■ **ИСТОЧНИК**

============

Беседа с министром химической промышленности СССР Л. А. Костандовым, вице-президентом АН СССР академиком Ю. А. Овчинниковым, президентом Всесоюзного химического общества академиком С. И. Вольфковичем, главным редактором «Химии и жизни» академиком И. В. Петряновым-Соколовым.
Участники беседы – министр химической промышленности СССР Л.А.Костандов, вице-президент АН СССР академик Ю.А.Овчинников, президент Всесоюзного химического общества академик С.И. Вольфкович. Фото И.В. Петрянова |
Десятая пятилетка будет пятилеткой качества, пятилеткой эффективности. Что это означает применительно к химии?
Л. А. Костандов. Начну с примера. Лет пятнадцать назад на Охтинском комбинате осваивали производство полиэтилена. Сначала пытались получать его из этилена чистотой 98—98,5 процента. Однако полимеризация шла плохо, цепь быстро обрывалась. Чего только охтннцы не делали — добавляли и инициаторы, и катализаторы, но ничто не помогало.

============

■ **ИСХОДНЫЕ ЗАПИСИ**

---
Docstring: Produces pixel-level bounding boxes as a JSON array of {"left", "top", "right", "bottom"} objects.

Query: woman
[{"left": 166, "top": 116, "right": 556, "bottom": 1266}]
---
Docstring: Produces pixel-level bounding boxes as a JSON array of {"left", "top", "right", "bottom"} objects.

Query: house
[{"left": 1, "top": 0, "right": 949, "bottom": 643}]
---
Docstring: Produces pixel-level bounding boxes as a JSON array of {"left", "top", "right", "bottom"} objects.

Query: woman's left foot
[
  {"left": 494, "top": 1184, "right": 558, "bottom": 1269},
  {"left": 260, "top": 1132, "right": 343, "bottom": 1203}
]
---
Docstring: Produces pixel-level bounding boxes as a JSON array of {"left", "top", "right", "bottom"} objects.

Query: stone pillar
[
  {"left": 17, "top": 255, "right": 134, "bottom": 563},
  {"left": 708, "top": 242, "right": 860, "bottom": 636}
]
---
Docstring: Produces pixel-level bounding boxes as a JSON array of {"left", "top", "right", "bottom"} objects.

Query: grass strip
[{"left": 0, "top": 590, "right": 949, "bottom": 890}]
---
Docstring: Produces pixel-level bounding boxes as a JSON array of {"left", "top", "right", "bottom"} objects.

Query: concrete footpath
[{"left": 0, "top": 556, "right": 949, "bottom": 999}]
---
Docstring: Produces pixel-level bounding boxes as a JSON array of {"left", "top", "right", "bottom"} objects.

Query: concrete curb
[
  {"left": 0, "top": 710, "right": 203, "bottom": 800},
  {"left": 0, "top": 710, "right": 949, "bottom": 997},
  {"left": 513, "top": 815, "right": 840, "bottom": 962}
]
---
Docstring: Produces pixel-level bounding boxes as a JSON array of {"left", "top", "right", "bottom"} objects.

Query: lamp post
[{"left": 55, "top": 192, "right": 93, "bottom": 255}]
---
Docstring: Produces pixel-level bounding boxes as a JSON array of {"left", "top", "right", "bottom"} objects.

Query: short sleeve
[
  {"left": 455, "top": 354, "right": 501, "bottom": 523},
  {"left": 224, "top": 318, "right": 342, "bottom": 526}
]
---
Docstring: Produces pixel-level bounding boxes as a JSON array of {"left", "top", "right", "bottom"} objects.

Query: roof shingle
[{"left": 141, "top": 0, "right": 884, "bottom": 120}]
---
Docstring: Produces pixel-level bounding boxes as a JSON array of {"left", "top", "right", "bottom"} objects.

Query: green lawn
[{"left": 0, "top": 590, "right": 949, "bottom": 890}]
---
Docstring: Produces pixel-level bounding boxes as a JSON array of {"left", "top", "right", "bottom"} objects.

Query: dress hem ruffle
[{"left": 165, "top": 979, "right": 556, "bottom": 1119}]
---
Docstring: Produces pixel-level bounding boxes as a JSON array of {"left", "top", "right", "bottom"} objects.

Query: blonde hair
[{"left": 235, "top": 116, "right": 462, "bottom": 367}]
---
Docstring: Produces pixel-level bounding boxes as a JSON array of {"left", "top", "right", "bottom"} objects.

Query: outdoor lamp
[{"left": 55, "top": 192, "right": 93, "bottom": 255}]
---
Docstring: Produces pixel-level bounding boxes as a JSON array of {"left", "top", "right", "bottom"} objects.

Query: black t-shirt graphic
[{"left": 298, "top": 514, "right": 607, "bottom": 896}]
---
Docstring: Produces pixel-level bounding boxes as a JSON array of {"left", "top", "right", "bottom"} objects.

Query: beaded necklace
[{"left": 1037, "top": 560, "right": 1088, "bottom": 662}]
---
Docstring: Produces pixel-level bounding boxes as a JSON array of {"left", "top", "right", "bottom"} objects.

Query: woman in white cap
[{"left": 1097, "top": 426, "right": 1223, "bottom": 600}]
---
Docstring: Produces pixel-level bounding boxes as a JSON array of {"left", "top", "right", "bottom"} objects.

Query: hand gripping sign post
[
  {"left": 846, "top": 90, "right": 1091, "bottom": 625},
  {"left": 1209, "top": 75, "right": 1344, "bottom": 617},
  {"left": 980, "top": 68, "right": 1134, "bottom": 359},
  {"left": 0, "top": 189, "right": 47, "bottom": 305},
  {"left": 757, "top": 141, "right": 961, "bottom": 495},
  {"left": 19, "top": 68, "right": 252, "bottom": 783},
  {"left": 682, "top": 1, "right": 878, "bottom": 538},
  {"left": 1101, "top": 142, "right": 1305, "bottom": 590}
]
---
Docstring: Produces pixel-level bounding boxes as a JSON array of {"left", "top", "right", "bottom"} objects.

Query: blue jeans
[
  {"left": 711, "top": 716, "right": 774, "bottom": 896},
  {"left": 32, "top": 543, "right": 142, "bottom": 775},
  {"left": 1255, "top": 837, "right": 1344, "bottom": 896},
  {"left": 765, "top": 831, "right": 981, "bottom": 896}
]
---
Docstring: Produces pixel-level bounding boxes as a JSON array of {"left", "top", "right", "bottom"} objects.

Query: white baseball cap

============

■ **НАБОР ЗАДАНИЙ**
• A. Перепишите слово в слово весь текст беседы о химии.
• B. Перечислите все строки записей, где встречается слово «white», с учетом регистра букв.

■ **РЕЗУЛЬТАТЫ УПРАЖНЕНИЯ**
• A.
Беседа с министром химической промышленности СССР Л. А. Костандовым, вице-президентом АН СССР академиком Ю. А. Овчинниковым, президентом Всесоюзного химического общества академиком С. И. Вольфковичем, главным редактором «Химии и жизни» академиком И. В. Петряновым-Соколовым.
Участники беседы – министр химической промышленности СССР Л.А.Костандов, вице-президент АН СССР академик Ю.А.Овчинников, президент Всесоюзного химического общества академик С.И. Вольфкович. Фото И.В. Петрянова |
Десятая пятилетка будет пятилеткой качества, пятилеткой эффективности. Что это означает применительно к химии?
Л. А. Костандов. Начну с примера. Лет пятнадцать назад на Охтинском комбинате осваивали производство полиэтилена. Сначала пытались получать его из этилена чистотой 98—98,5 процента. Однако полимеризация шла плохо, цепь быстро обрывалась. Чего только охтннцы не делали — добавляли и инициаторы, и катализаторы, но ничто не помогало.

• B.
Query: woman in white cap
Query: white baseball cap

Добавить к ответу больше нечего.